RECORDS FOR THE TASK
[Begin]
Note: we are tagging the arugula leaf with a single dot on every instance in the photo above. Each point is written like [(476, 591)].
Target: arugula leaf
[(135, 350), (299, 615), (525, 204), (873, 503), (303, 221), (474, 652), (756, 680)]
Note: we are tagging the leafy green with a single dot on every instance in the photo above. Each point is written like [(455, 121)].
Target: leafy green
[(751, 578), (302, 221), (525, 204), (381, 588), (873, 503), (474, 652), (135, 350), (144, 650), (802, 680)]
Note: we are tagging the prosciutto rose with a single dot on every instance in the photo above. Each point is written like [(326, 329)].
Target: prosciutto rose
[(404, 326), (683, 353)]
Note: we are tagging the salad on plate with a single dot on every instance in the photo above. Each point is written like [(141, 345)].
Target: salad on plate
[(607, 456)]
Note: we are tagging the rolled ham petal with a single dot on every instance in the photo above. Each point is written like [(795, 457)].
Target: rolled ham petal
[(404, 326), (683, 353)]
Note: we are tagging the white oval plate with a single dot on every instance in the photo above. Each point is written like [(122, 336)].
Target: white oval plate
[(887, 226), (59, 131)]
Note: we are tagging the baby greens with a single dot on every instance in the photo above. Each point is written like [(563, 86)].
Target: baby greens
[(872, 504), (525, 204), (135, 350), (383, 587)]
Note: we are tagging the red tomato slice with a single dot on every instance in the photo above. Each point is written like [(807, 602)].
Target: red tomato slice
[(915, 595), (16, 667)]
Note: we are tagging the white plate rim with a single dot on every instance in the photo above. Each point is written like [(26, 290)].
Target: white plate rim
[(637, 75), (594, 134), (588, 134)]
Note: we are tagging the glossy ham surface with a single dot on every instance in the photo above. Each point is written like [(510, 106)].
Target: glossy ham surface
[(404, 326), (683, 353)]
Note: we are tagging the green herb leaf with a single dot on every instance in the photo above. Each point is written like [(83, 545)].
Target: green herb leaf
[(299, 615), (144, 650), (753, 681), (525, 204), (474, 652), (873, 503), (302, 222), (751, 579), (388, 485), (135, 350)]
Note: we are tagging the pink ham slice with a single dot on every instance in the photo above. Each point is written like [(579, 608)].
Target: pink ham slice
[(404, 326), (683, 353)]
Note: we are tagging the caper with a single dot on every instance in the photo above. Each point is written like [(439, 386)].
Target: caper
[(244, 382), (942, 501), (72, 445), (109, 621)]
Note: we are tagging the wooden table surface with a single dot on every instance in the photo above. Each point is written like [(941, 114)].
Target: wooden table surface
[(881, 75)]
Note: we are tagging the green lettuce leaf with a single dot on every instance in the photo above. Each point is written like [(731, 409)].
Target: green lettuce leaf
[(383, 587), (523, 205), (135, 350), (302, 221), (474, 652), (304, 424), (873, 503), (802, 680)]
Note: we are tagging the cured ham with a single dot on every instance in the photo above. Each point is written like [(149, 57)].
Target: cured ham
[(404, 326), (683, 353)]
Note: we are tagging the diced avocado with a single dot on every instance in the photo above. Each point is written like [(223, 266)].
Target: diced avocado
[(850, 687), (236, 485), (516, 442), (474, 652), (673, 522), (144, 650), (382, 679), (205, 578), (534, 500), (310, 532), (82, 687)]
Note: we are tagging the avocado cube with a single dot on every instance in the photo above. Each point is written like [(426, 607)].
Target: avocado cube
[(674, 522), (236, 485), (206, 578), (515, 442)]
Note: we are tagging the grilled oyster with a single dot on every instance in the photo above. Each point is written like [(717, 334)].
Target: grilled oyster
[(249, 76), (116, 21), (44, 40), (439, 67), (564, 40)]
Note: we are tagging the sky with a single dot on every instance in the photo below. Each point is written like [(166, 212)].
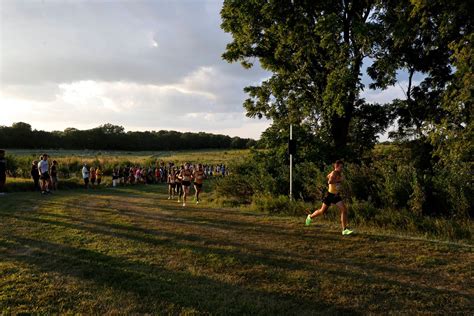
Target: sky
[(144, 65)]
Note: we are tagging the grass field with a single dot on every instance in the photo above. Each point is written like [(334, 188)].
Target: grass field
[(211, 156), (130, 250)]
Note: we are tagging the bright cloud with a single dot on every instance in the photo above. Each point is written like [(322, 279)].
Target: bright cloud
[(143, 65)]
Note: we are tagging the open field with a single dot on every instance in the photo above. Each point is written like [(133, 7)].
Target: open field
[(203, 156), (130, 250)]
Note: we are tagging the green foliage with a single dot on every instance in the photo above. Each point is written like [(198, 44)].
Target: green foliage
[(112, 137), (314, 51)]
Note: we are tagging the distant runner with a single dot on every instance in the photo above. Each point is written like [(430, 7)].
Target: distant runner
[(43, 168), (198, 177), (332, 197), (186, 181), (179, 186), (171, 183)]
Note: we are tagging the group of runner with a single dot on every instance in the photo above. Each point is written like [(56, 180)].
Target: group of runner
[(179, 180)]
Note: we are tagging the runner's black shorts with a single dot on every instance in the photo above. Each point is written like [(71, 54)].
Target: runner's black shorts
[(331, 198)]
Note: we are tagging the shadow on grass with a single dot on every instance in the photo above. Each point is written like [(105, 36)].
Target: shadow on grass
[(177, 287), (156, 286)]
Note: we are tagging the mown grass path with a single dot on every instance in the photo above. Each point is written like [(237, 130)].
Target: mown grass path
[(131, 250)]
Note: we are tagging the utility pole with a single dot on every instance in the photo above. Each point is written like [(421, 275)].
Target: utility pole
[(290, 150)]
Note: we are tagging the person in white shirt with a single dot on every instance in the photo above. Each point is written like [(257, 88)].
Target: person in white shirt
[(85, 176), (43, 169)]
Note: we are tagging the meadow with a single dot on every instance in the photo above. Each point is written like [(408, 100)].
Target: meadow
[(71, 161), (131, 250)]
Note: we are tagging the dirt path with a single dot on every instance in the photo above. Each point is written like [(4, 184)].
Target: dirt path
[(134, 251)]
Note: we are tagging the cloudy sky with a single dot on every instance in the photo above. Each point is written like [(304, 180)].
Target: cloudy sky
[(145, 65)]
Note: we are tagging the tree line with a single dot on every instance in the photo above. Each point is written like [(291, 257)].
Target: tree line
[(114, 137), (317, 52)]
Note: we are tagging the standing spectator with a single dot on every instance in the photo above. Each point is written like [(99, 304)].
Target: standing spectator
[(85, 176), (54, 175), (114, 177), (121, 175), (35, 174), (98, 174), (43, 168), (92, 176), (3, 170)]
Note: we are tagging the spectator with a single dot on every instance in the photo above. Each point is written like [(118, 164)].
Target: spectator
[(54, 175), (98, 174), (43, 168), (92, 176), (35, 175), (85, 176)]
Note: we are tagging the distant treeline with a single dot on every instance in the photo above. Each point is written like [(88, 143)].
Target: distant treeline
[(113, 137)]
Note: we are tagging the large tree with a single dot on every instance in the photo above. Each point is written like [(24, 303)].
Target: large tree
[(314, 50)]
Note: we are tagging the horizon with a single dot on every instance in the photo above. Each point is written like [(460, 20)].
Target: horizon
[(151, 65)]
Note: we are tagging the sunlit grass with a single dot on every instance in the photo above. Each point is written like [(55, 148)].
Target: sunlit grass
[(130, 250)]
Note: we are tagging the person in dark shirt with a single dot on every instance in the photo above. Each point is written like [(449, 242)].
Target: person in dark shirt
[(54, 175), (35, 175), (3, 170)]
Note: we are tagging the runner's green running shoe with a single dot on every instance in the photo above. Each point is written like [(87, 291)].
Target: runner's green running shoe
[(347, 231)]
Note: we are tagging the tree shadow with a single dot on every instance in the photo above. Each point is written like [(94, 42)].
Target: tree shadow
[(156, 284)]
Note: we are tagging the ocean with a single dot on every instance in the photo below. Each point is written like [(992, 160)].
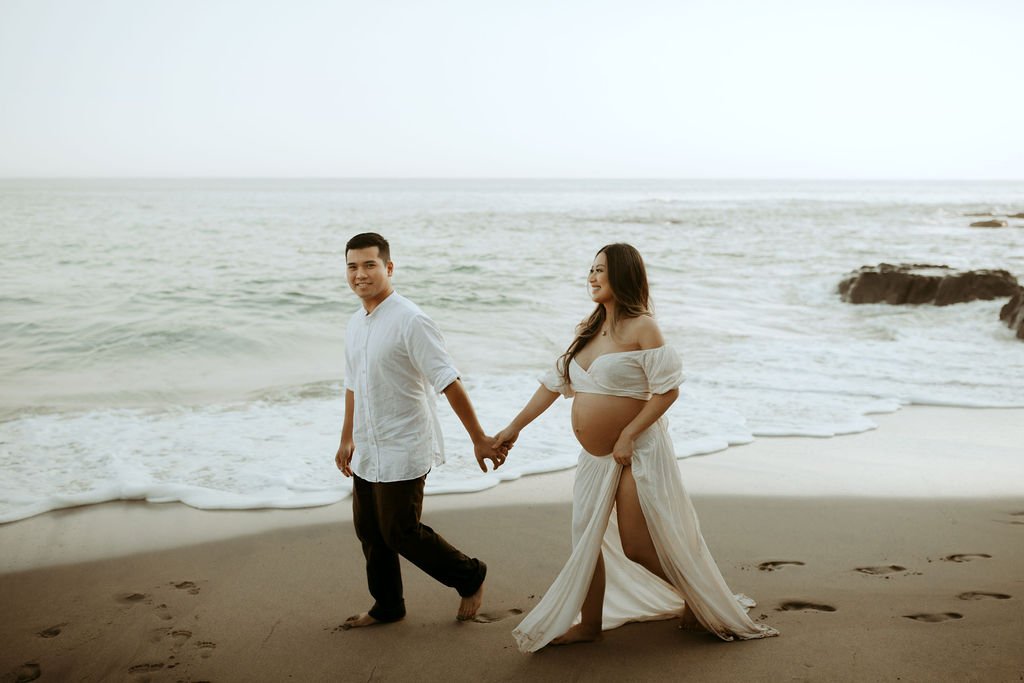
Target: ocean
[(183, 340)]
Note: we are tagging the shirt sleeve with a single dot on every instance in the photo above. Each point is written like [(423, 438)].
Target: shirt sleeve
[(426, 349), (553, 381), (349, 366), (664, 369)]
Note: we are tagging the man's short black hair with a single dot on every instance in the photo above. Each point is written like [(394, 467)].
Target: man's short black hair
[(367, 240)]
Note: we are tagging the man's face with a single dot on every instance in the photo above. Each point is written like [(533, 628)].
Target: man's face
[(369, 275)]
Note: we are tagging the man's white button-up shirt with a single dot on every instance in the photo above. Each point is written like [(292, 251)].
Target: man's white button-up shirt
[(395, 364)]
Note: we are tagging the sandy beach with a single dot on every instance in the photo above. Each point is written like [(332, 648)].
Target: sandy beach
[(894, 554)]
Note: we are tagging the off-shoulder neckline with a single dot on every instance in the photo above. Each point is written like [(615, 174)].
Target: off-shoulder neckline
[(596, 358)]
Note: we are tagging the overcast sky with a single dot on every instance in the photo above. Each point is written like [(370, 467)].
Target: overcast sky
[(477, 88)]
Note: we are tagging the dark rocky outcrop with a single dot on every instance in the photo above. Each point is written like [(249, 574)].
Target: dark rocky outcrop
[(939, 285), (1013, 313)]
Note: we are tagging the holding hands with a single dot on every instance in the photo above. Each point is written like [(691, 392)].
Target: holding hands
[(486, 447)]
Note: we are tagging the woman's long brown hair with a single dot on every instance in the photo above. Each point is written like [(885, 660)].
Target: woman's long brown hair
[(628, 278)]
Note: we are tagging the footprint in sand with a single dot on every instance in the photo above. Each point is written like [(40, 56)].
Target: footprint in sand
[(131, 598), (180, 637), (158, 635), (805, 606), (51, 632), (30, 671), (144, 668), (491, 617), (778, 564), (981, 595), (966, 557), (879, 571), (1019, 520), (934, 619)]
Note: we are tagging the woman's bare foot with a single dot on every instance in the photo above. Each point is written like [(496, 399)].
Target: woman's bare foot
[(579, 634), (469, 606), (688, 621), (358, 621)]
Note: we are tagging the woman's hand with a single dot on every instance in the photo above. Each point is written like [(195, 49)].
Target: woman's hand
[(623, 453), (506, 438)]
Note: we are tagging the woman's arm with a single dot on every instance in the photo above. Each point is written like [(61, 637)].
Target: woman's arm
[(648, 336), (655, 408)]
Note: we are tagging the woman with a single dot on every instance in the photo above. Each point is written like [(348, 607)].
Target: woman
[(648, 559)]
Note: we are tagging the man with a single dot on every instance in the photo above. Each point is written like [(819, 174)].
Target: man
[(394, 363)]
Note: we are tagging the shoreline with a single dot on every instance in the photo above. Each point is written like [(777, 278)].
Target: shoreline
[(870, 571), (920, 451)]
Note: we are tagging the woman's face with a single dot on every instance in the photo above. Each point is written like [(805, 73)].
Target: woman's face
[(600, 288)]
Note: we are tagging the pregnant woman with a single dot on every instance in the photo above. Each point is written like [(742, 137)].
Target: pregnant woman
[(637, 549)]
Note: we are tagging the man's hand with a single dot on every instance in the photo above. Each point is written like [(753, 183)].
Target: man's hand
[(506, 438), (483, 449), (343, 459)]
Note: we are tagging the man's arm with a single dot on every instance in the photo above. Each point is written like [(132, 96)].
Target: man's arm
[(343, 459), (482, 444)]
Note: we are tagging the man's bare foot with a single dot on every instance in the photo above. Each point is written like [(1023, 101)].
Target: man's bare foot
[(688, 621), (579, 634), (469, 606), (358, 621)]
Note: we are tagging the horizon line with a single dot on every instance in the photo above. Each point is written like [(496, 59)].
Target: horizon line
[(504, 178)]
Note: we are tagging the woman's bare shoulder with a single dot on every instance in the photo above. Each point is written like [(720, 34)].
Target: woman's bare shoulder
[(644, 332)]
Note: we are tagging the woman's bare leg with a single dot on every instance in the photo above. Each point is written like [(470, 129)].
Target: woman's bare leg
[(589, 628), (637, 543)]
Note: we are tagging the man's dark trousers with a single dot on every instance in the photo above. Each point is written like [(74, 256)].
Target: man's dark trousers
[(386, 515)]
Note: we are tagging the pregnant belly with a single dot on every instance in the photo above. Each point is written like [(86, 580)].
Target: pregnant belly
[(598, 420)]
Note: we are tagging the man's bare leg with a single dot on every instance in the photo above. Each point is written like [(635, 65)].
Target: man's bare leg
[(470, 605), (357, 621)]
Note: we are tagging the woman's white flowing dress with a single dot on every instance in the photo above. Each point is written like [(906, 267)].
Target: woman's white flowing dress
[(632, 593)]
[End]
EXERCISE REQUIREMENTS
Copy out, unchanged, the part that opens with the line containing "Note: we are tagging the standing" and closes with the line containing "[(54, 175), (35, 175), (3, 170)]", including both of those lines.

RESPONSE
Note: we are tagging the standing spectator with a single dot on every instance in the photo above. Each point is written like [(99, 304)].
Target: standing spectator
[(85, 176), (54, 175), (114, 177), (121, 175), (35, 174), (98, 174), (43, 168), (92, 176), (3, 170)]
Note: we are tagging the spectator with a single dot on every instance in the photo above. Each point is written like [(118, 164)].
Target: spectator
[(54, 175), (98, 174), (43, 168), (92, 176), (35, 175), (85, 176)]
Note: we are tagging the distant treeline with a single dot on every instance in the photo above. Each point is written like [(88, 143)].
Target: distant treeline
[(113, 137)]
Note: we are tagging the large tree with a single dot on every instance in the photo above. Each point is written like [(24, 303)].
Target: large tree
[(314, 50)]
Note: we are tagging the horizon with a single dot on every instance in the photo above. Each point is written like [(460, 20)].
Target: horizon
[(151, 65)]
Note: we are tagging the sunlit grass with a single dot on every instance in the photo above. Each point is written like [(55, 148)].
Target: sunlit grass
[(130, 250)]
Note: we are tagging the person in dark shirt with a single dot on every instance in the photo above. Each point is written like [(449, 242)].
Target: person in dark shirt
[(54, 175), (35, 175), (3, 170)]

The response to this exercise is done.